• _Document section_:
§
Oscar faces shareholder lawsuit alleging it misled buyers

Live Brief:

  • An Oscar Health shareholder has filed a lawsuit, seeking class action certification, that claims the insurer omitted information it was required to disclose about the potential impact of the COVID-19 pandemic on its operations ahead of the company’s March 2021 initial public offering.
  • In the complaint, filed Thursday in the US District Court for the Southern District Court of New York, shareholder Lorin Carpenter accuses Oscar of violating the Securities Act by filing a “false and misleading” registration statement. Oscar omitted from the statement that its COVID-19 testing and treatment costs were increasing and that significant membership growth during the special enrollment period for marketplace plans would negatively affect its business, the suit alleges.
  • As a result, Carpenter and other class members suffered significant losses and damages, the complaint says. Oscar Health did not respond to a request for comment on the lawsuit.

Live Insight:

The insurance marketplaces created under the Affordable Care Act are a key business driver for Oscar, which saw its overall membership nearly double at the end of the first quarter of this year, to 1.1 million people, compared to a year ago.

But the insurtech startup, along with its peers Clover Health and Bright Health Group, has seen medical loss ratios jump during the pandemic due to elevated COVID-19 costs and new members acquired during the special enrollment period.

In its IPO, Oscar Health sold more than 36 million shares at $39 per share, receiving about $1.3 billion from the offering. Five months later, the company reported its medical loss ratio was 82.4% for the second quarter of 2021, up from 60.7% in the year-ago period, according to the lawsuit. Its second-quarter loss widened by $32.1 million from the prior year, to $73.1 million.

The shareholder lawsuit also contends that Oscar failed to disclose in its registration statement that it would be negatively affected by a risk adjustment data validation audit.

In November, Oscar Health said its third-quarter MLR rose to 99.7%, and it reported a net loss of $212.7 million, an increase of $133.6 million from the previous year. The company said higher COVID-19 costs, special enrollment member growth and an unfavorable risk adjustment data validation audit for 2019 and 2020 drove the MLR increase.

The company’s shares tumbled nearly 25% to $12.47 after the November disclosures and later traded as low as $5.76, an 85% decline from the IPO price, according to the lawsuit. The stock closed at $5.83 Friday on the New York Stock Exchange.

Also named in the suit are company executives including Oscar Health co-founders CEO Mario Schlosser and Vice Chairman Joshua Kushner, and several investment banks.

Oscar Health earlier this month said it will exit the Arkansas and Colorado markets next year while remaining in 20 states as it refocuses its strategy to achieve profitability. The 10-year-old company aims to turn a profit in 2023.
§
• _Stored data_:
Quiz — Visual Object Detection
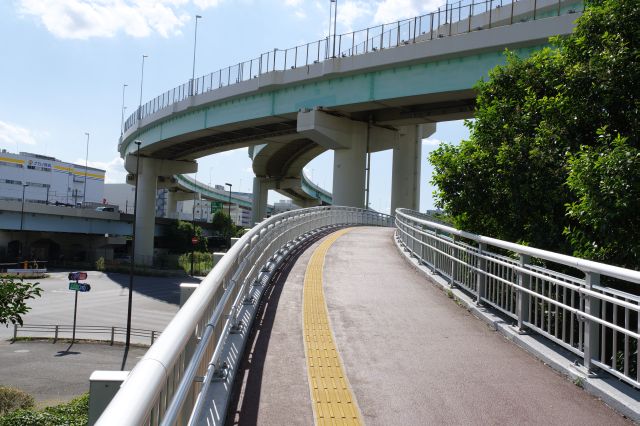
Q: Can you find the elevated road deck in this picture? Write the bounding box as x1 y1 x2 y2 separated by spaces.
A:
227 227 630 425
§
• _Tasks to carry out_:
A - Using the Oscar lawsuit article, state whether each statement agrees with it, answering yes or no and quoting the words that decide it: (i) In its IPO, Oscar Health sold more than 36 million shares at $39 per share. (ii) Oscar Health responded to a request for comment on the lawsuit. (iii) Oscar Health aims to turn a profit in 2022.
B - According to the Oscar lawsuit article, in how many states will Oscar Health remain after it exits the Arkansas and Colorado markets?
C - Reproduce word for word the part of the Oscar lawsuit article that opens with the words containing "In November, Oscar" and closes with "several investment banks.".
The listing is not needed for any of the work here.

• _Responses in order_:
A -
(i) Yes: "In its IPO, Oscar Health sold more than 36 million shares at $39 per share"
(ii) No: "Oscar Health did not respond to a request for comment on the lawsuit."
(iii) No: "The 10-year-old company aims to turn a profit in 2023."

B - Oscar Health will remain in 20 states.

C -
In November, Oscar Health said its third-quarter MLR rose to 99.7%, and it reported a net loss of $212.7 million, an increase of $133.6 million from the previous year. The company said higher COVID-19 costs, special enrollment member growth and an unfavorable risk adjustment data validation audit for 2019 and 2020 drove the MLR increase.

The company’s shares tumbled nearly 25% to $12.47 after the November disclosures and later traded as low as $5.76, an 85% decline from the IPO price, according to the lawsuit. The stock closed at $5.83 Friday on the New York Stock Exchange.

Also named in the suit are company executives including Oscar Health co-founders CEO Mario Schlosser and Vice Chairman Joshua Kushner, and several investment banks.